Given passage:
-- start --

Given how much time we devoted to it, I feel like we haven't given a proper sendoff to The Matter With Things, and that maybe we ought to say a few words and give it a decent burial, or at least a Celebration of Life, before moving on to the next same old thing.
There are certainly many points on which I agree with McGilchrist, even if we part ways in the upper pneumasphere, he stopping at a monistic evolutionary panentheism, I proceeding to infinitude and beyond, toward a more traditional metacosmic trinitarian creationism (minus the "-ism").
Regarding the latter, Thomas speaks for me:
An error concerning the Creation ends as false thinking about God.
Elsewhere he maintains that
an error regarding creatures reacts in a false knowledge of God.
So, one can begin at either end -- with creatures or creative Principle, with little nounlings or Big Verb, AKA creative Logos -- and rearrive at the same nobodaddy noplace.
For in the end -- of my bOʘk at any rate -- reality ultimately ascends to the same Principle from which it descends: there is (↓) and there is (↑), but these are a continuous spiral, not two discontinuous lines.
If Creation is synonymous with the world, then God is synonymous with... well, technically with nothing, but I was thinking of "source of the world."
The divine trifurcartion is a firstandlast principle, by which I mean that any thinking, to the extent that it deserves the title of Thinking, and follows itself all the way up, ends in a conception -- whether implicit or explicit -- of the Absolute.
Truth the Second: you needn't think long about this Absolute to understand that it is of necessity Infinite, i.e., unbound, and admitting of no limitation or final determination.

-- end --

Input:
-- start --

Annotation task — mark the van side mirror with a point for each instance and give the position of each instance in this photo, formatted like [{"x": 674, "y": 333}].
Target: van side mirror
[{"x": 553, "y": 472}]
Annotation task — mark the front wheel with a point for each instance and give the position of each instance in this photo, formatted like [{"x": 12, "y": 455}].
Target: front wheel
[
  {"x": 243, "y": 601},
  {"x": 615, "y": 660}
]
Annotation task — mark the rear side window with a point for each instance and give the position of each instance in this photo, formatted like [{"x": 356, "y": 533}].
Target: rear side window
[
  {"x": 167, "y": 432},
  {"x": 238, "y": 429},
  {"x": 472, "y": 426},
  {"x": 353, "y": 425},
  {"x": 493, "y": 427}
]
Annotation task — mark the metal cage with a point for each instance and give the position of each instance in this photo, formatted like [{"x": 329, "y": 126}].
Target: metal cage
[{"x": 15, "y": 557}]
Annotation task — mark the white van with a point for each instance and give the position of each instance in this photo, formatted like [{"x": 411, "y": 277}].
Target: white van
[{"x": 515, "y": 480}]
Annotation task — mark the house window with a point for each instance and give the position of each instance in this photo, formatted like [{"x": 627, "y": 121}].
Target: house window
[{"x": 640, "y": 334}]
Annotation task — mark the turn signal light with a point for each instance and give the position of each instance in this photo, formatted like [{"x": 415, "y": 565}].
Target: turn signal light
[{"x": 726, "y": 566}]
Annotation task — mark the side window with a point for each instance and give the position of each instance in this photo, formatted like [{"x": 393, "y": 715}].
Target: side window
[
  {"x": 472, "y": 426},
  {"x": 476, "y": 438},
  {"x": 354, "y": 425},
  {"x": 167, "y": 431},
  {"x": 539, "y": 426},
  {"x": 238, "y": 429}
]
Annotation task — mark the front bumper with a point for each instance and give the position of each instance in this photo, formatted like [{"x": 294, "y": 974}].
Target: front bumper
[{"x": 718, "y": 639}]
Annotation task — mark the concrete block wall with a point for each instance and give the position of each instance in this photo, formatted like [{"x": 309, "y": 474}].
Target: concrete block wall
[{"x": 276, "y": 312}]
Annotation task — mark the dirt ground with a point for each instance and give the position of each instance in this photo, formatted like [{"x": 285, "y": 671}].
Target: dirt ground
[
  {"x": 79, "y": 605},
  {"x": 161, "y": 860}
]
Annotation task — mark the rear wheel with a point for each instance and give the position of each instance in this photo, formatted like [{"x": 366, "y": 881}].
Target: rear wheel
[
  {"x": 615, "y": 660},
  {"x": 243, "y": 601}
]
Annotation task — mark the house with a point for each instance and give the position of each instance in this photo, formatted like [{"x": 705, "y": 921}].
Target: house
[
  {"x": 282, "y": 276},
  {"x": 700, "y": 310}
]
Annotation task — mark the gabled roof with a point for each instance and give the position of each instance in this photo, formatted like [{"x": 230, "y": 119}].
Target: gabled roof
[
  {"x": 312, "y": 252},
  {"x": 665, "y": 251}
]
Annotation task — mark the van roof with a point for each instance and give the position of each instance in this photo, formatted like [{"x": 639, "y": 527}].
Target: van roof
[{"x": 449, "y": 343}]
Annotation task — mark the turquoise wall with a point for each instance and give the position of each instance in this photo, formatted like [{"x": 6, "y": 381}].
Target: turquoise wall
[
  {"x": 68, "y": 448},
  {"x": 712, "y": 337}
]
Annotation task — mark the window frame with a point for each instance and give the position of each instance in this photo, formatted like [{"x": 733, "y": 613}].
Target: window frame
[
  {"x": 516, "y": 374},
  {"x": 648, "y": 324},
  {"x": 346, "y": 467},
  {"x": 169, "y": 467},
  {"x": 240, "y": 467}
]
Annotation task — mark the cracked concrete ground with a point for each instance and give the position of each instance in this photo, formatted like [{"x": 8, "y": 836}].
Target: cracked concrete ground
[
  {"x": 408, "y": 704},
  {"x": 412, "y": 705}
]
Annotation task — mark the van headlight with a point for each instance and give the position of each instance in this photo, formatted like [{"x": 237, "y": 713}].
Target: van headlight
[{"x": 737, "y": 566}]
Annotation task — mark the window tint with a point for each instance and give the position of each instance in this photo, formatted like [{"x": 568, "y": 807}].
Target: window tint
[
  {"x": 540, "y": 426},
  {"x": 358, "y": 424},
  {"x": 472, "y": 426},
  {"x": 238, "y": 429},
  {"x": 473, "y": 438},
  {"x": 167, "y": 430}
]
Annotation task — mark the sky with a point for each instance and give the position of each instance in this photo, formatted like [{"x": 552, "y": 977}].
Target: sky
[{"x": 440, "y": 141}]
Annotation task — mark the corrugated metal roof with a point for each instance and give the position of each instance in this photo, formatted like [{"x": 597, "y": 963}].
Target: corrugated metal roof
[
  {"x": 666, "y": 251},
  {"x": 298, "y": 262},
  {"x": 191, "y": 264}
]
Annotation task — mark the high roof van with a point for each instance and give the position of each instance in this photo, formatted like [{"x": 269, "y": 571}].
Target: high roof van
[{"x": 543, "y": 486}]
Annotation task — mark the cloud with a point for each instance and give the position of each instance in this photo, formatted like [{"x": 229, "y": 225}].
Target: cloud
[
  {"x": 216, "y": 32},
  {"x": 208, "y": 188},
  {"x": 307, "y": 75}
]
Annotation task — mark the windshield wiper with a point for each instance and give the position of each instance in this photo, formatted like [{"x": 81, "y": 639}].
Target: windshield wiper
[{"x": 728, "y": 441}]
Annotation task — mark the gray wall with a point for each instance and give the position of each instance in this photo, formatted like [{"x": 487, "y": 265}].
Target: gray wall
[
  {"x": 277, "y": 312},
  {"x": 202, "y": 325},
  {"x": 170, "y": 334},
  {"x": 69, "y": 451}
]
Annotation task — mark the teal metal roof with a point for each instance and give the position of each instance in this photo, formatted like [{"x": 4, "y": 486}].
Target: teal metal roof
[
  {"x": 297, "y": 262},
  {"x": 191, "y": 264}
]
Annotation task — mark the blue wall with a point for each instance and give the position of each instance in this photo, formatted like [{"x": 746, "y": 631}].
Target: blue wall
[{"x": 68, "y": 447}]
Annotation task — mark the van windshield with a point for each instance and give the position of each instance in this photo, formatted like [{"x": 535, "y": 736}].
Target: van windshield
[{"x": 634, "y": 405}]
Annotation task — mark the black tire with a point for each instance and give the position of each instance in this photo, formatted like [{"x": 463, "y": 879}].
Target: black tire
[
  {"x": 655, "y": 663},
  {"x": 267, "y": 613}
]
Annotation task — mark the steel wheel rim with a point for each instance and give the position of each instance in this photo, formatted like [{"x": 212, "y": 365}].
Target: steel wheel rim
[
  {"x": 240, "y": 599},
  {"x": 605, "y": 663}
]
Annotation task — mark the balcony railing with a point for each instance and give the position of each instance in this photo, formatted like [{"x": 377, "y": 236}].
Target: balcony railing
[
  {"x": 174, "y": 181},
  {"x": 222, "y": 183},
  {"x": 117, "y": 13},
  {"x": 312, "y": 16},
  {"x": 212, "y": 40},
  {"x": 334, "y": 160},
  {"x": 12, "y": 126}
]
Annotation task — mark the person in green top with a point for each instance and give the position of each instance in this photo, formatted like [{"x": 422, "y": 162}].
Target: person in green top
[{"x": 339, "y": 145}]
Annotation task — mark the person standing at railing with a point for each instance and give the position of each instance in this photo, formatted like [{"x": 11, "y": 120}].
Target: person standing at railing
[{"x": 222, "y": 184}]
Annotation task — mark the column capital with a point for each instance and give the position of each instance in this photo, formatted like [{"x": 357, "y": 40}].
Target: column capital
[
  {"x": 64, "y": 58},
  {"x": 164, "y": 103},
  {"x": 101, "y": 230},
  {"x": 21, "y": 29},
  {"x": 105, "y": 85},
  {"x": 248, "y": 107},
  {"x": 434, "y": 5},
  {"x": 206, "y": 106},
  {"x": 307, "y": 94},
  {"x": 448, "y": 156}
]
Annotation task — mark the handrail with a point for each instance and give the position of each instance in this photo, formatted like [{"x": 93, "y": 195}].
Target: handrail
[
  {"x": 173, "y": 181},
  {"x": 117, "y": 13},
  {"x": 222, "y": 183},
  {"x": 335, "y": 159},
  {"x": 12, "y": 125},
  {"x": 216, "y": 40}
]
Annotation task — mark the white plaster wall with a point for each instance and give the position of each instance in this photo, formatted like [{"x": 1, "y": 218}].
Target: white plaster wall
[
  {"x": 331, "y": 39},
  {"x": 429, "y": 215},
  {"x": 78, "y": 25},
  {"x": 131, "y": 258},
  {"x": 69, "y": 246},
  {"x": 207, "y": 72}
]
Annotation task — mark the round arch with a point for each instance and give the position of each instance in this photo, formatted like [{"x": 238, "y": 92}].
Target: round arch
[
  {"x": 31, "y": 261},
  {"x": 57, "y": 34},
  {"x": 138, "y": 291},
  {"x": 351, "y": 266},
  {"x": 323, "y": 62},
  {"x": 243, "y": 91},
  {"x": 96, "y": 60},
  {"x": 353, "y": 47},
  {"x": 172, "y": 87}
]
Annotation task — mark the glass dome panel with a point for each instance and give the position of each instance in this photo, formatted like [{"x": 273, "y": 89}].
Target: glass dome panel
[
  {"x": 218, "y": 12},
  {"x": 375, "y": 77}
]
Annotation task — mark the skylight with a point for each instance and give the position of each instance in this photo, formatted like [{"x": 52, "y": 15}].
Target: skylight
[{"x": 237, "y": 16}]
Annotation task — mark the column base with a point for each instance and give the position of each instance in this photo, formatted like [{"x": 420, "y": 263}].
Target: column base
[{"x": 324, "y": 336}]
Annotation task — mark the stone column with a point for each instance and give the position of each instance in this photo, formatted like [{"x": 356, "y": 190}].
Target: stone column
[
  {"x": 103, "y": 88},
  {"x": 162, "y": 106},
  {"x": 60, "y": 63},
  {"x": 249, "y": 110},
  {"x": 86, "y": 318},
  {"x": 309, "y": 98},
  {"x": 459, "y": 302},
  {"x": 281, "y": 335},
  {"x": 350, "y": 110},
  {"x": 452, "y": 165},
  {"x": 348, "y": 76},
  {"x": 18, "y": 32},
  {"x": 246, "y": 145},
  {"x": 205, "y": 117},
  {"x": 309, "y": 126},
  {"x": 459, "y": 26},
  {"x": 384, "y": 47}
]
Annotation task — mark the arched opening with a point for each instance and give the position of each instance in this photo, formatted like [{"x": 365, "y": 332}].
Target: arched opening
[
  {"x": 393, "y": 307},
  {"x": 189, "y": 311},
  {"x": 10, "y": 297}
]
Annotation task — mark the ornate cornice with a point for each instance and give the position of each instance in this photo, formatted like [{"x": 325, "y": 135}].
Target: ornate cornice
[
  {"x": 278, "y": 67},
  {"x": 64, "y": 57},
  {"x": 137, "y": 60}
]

-- end --

Tasks for this exercise:
1. According to the passage on The Matter With Things, at what view does McGilchrist stop?
2. Gather every line of the entries that contains the word "standing".

List of solutions:
1. A monistic evolutionary panentheism.

2.
Annotation task — mark the person standing at railing with a point for each instance and give the position of each instance in this photo, formatted like [{"x": 11, "y": 120}].
Target: person standing at railing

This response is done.